• Problem set
A) Restate word for word the part of the announcement on package download stats starting at "There is also a log_recency" and ending at "files were uploaded.".
B) Decide whether each statement agrees with the announcement on package download stats, answering yes or no and quoting the deciding words: (i) The logs are collected into a data warehouse built on Snowflake. (ii) The published rollup files are uncompressed CSV files. (iii) The log_recency file has three columns.

• Passage
####
Announcing: package download stats!

After some years of getting the package server architecture in place and working (mostly) reliably, @staticfloat and I finally had some time to work on collecting logs into a data warehouse (we’re using Snowflake) and designing a set of queries over the logs that we can run and publish regularly. The current public aggregated stats are available with the prefix

https://julialang-logs.s3.amazonaws.com/public_outputs/current/

followed by a rollup name and the suffix .csv.gz indicating that all the files are gzip-compressed CSV files. The rollups that we currently publish are variations on the following basic views, listed here with the rollup name and the log fields that each one is indexed by:

  • client_types: client_type
  • julia_systems: julia_system, client_type
  • julia_versions: julia_version_prefix, client_type
  • resource_types: resource_type, status, client_type
  • package_requests: package_uuid, status, client_type

In addition to these, there are variants of these rollups that also have region and/or date as keys, which is indicated by appending _by_region and/or _by_date to the rollup name. The full list of rollups is:

There is also a log_recency CSV file published here:

This CSV file has two columns: time_utc and pkgserver with a row for each package server where time_utc is the latest log entry available for that server. This is helpful to check if some package servers are delayed in uploading their logs. There is also a row in this file where the pkgserver is empty (null/missing) and the time_utc field is the time at which the query was run, which should be just before all the CSV files were uploaded.
####
• Raw data
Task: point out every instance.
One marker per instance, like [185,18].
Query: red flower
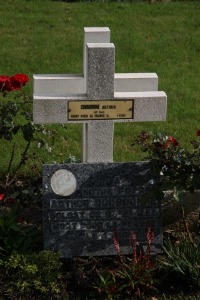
[172,141]
[5,84]
[18,80]
[2,197]
[11,200]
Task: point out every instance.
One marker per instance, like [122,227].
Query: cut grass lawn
[46,37]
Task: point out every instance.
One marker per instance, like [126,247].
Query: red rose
[2,196]
[172,141]
[11,200]
[18,80]
[5,84]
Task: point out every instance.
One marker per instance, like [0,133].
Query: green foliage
[34,274]
[16,123]
[183,259]
[14,236]
[179,166]
[131,276]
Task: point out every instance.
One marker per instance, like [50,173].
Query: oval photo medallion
[63,182]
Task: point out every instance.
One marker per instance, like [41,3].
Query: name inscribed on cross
[100,110]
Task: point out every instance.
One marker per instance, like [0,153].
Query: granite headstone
[85,204]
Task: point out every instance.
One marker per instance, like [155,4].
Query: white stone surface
[63,182]
[99,81]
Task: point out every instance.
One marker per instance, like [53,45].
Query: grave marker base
[92,201]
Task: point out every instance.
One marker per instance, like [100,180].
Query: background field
[41,37]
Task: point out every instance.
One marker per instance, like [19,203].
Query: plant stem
[185,223]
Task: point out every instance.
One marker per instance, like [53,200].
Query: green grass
[39,37]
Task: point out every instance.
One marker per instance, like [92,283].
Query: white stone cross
[54,95]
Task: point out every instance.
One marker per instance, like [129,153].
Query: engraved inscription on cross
[134,96]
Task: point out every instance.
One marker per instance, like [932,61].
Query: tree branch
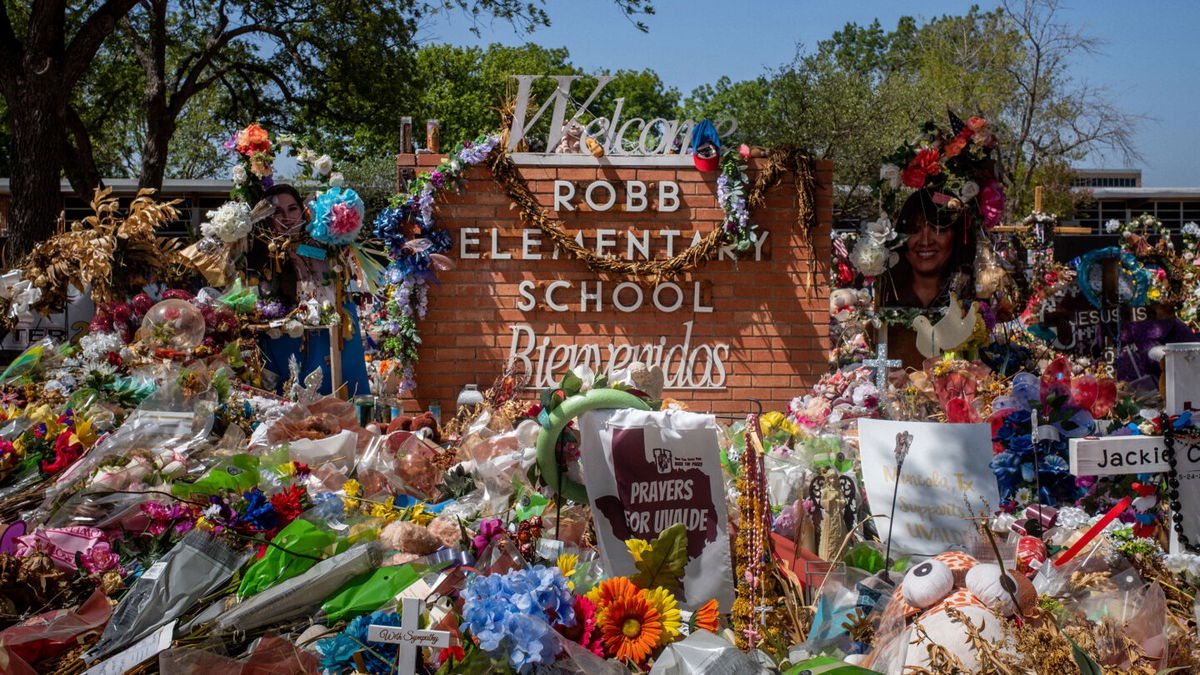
[83,47]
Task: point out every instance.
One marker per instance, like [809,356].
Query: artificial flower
[991,203]
[565,565]
[228,223]
[253,139]
[669,613]
[707,617]
[336,216]
[637,548]
[922,166]
[630,627]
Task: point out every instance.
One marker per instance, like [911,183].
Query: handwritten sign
[408,635]
[945,471]
[1114,455]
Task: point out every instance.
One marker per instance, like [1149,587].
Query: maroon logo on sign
[655,495]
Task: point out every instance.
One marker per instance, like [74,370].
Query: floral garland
[393,320]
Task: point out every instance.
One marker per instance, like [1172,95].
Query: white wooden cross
[408,635]
[881,364]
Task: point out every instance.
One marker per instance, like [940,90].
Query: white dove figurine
[948,333]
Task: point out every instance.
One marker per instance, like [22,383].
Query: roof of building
[1146,192]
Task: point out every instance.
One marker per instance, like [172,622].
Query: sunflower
[669,610]
[630,627]
[707,617]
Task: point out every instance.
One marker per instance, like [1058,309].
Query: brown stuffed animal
[424,420]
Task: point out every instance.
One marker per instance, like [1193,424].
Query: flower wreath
[1133,281]
[957,165]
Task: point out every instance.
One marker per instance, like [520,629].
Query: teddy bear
[414,424]
[845,302]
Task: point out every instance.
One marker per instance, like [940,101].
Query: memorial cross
[408,635]
[881,364]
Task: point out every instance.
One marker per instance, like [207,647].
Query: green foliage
[664,563]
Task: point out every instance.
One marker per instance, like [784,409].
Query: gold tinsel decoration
[780,161]
[113,251]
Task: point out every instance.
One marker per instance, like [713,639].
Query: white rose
[870,258]
[880,232]
[892,174]
[323,165]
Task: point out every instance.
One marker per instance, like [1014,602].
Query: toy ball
[927,584]
[173,324]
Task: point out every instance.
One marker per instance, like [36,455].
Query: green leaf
[864,556]
[1086,664]
[571,383]
[664,563]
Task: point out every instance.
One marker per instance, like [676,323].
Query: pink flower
[346,221]
[991,203]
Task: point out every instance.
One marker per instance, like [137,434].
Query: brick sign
[753,327]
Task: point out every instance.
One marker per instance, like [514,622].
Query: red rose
[958,144]
[921,167]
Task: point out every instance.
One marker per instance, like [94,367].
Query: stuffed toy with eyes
[957,580]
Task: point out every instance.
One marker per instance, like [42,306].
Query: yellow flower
[352,490]
[418,513]
[637,548]
[385,511]
[669,611]
[567,563]
[774,422]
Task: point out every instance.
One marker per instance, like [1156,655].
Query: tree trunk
[78,159]
[36,142]
[161,126]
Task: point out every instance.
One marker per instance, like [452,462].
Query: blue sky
[1149,60]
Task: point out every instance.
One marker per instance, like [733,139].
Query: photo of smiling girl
[935,260]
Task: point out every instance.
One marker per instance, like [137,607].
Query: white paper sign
[1187,466]
[945,471]
[646,471]
[1182,377]
[1114,455]
[143,650]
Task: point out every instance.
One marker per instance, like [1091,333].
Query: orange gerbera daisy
[631,627]
[707,617]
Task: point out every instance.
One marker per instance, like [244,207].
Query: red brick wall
[772,314]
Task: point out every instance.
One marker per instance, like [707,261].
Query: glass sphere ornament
[173,324]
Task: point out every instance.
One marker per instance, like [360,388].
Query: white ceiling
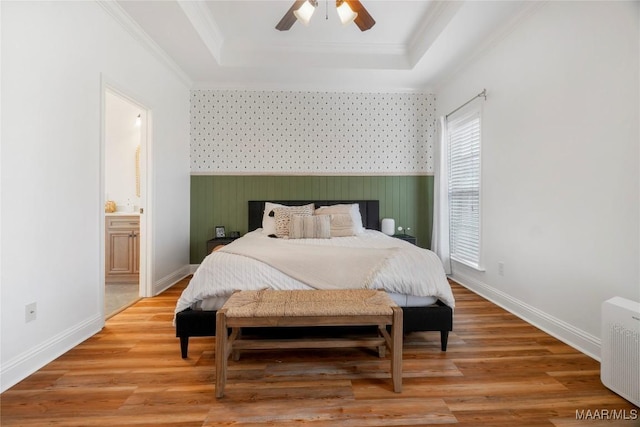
[233,44]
####
• Solution set
A)
There is also a log_recency CSV file published here:

This CSV file has two columns: time_utc and pkgserver with a row for each package server where time_utc is the latest log entry available for that server. This is helpful to check if some package servers are delayed in uploading their logs. There is also a row in this file where the pkgserver is empty (null/missing) and the time_utc field is the time at which the query was run, which should be just before all the CSV files were uploaded.

B)
(i) Yes: "collecting logs into a data warehouse (we’re using Snowflake)"
(ii) No: "all the files are gzip-compressed CSV files"
(iii) No: "This CSV file has two columns: time_utc and pkgserver"